Task description - Copy the rows below again, starting at the line containing "of the stack" and ending with the final row, with the request text included. Add 103 to each x and y coordinate in the answers, but leave the coordinates in the requests and their format samples unchanged.

Supplied data -
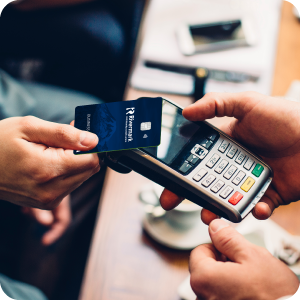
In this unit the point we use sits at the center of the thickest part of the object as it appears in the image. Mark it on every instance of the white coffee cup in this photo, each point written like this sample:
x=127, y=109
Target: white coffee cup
x=182, y=217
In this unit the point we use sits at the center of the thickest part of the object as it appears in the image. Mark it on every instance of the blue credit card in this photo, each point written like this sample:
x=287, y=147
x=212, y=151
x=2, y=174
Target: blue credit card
x=122, y=125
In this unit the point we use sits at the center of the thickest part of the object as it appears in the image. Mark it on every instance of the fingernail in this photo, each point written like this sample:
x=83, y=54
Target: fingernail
x=86, y=138
x=217, y=225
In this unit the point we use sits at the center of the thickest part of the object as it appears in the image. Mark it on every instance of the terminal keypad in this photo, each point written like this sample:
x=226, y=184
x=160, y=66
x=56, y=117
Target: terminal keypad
x=234, y=168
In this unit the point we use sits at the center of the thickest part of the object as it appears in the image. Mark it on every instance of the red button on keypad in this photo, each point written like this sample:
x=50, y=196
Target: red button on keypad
x=236, y=198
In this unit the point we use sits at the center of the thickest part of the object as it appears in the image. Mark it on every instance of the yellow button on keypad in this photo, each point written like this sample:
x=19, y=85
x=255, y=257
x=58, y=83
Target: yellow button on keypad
x=247, y=184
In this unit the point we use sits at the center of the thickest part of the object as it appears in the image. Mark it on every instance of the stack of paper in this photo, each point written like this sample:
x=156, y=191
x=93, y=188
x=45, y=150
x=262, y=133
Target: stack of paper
x=160, y=45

Final answer -
In this unit the point we use sits at the center of the thickest part of the object as it appears in the image. Mark it on every instance of the stack of paper in this photo, each point written like this sample:
x=156, y=191
x=93, y=188
x=45, y=150
x=262, y=133
Target: stack of paper
x=263, y=148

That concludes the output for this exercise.